━━━━━ SOURCE PASSAGE

8. Mask Configuration
[0141] The mask configuration applied in an embodiment of the
present invention will now be described. According to the OG method
described above, a processing depth (herein, an etching depth) is
determined by a light amount of a laser beam passing through the
opening in the mask. Accordingly, the processing depth is set
according to the size (length) of the opening along the scanning
direction.
Fundamental Idea
[0142] In order to obtain a desired processing shape by the OG
method using the mask, many parameters, such as irradiation energy
of a laser beam, a substrate feeding rate, and an aperture of the
mask, are necessary and it takes a large amount of labor to set a
mask that fits an individual processing shape. Also, in a case
where a mask by the OG method is designed by the CAD (Computer
Aided Design), complicated conversion software is necessary to draw
a multidimensional polynomial curve by the CAD.
[0143] In order to eliminate such inconveniences, the embodiment of
the present invention provides an example of the configuration that
readily forms a mask used to form a 3D shape having a
multidimensional polynomial curve. Initially, a multidimensional
polynomial (1) and a curve thereof shown in FIG. 18 are
concerned.
[0144] The multidimensional polynomial (1) is expressed as:
F(x)=f(x)+g(x)+h(x).
[0145] Next, a mask used to obtain a convex processing shape
conforming to the profile of the multidimensional polynomial (1) is
concerned. Herein, a processing depth of a laser beam for the
processing shape is determined by a value of integral corresponding
to the shape of a rim of the opening portion in the mask where a
laser beam is transmitted. Hence, in order to obtain a desired
convex shape as shown in FIG. 19 in the substrate S, the sectional
area S(x) to be etched away from the substrate surface as is
indicated by a hatched portion in FIG. 19 is found in accordance
with an equation (2) below.

━━━━━━━━━━
━━━━━ PROVIDED MATERIAL

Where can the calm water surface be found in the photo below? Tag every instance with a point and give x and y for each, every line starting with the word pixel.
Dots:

━━━━━━━━━━
━━━━━ PROVIDED MATERIAL

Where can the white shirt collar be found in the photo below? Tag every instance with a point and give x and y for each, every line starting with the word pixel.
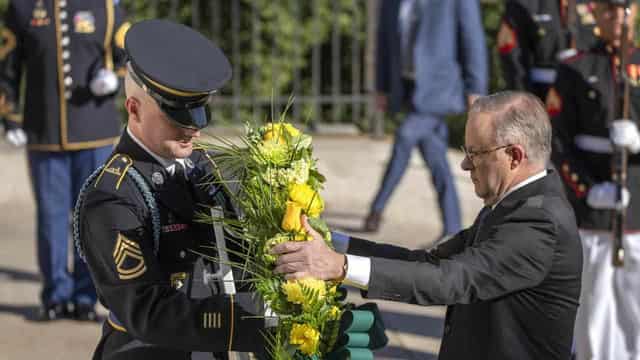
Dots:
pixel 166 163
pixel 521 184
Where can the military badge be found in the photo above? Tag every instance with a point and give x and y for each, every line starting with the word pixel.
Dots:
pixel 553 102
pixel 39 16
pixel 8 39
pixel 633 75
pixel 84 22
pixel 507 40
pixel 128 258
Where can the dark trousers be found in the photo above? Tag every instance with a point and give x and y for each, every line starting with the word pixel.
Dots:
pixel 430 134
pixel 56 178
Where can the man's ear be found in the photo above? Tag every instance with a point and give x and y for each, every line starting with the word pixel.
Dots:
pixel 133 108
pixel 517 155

━━━━━━━━━━

▶ _WHAT TO WORK ON_
1. In the mask configuration passage, what sets the processing depth under the OG method?
2. Carry on the mask configuration passage from the point where it stops.

▶ _PER-TASK OUTPUTS_
1. The light amount of the laser beam passing through the opening in the mask.

2.
[0146] The equation (2) is expressed as:
S(x)=.intg.(f(x)+g(x)+h(x) . . . )dx.
[0147] In order to obtain this processing shape, the shape of an
opening m1 in the mask M as shown in FIG. 20 is necessary. Hence,
according to the embodiment of the present invention, individual
masks for f(x), g(x), and h(x) corresponding to the respective
monomials of the function F(x) are used and a laser beam is
irradiated repetitively on the same position via these masks.
Because the processing shape is determined by a value of integral
of the opening portion from which an irradiated laser beam comes
out, it becomes possible to obtain a processing shape corresponding
to a desired multidimensional polynomial.
[0148] FIG. 21 is a schematic view used to describe an etching
sectional area of the substrate to obtain a convex shape. FIG. 22
is a schematic view used to describe a mask shape to obtain the
concave shape. Herein, in order to obtain the concave shape,
individual masks for f(x), g(x), and h(x) corresponding to the
concave are necessary.
[0149] FIG. 23 is a view showing a relation between the irradiation
energy of a laser beam taken on the abscissa and an etching depth
taken on the ordinate. FIG. 24 is a view showing a relation between
a substrate table feeding rate taken on the abscissa and an etching
depth taken on the ordinate. From these relations, it is understood
that the etching depth becomes deeper as the irradiation energy of
a laser beam becomes higher. It is also understood that the etching
depth becomes shallower as the substrate table feeding rate becomes
higher.
[0150] FIG. 25A and FIG. 25B are schematic views showing a mask and
the cross section of the processing shape obtained by this mask,
respectively. Herein, given that an aspect ratio, w/h, of one
opening m1 in the mask M shown in FIG. 25A is a times greater than
an aspect ratio, W/H, of the actually obtained processing shape
shown in FIG. 25B. Then, a relation expression is expressed by an
equation (3) below.
[0151] The equation (3) is expressed as:
a=(w/h)/(W/H).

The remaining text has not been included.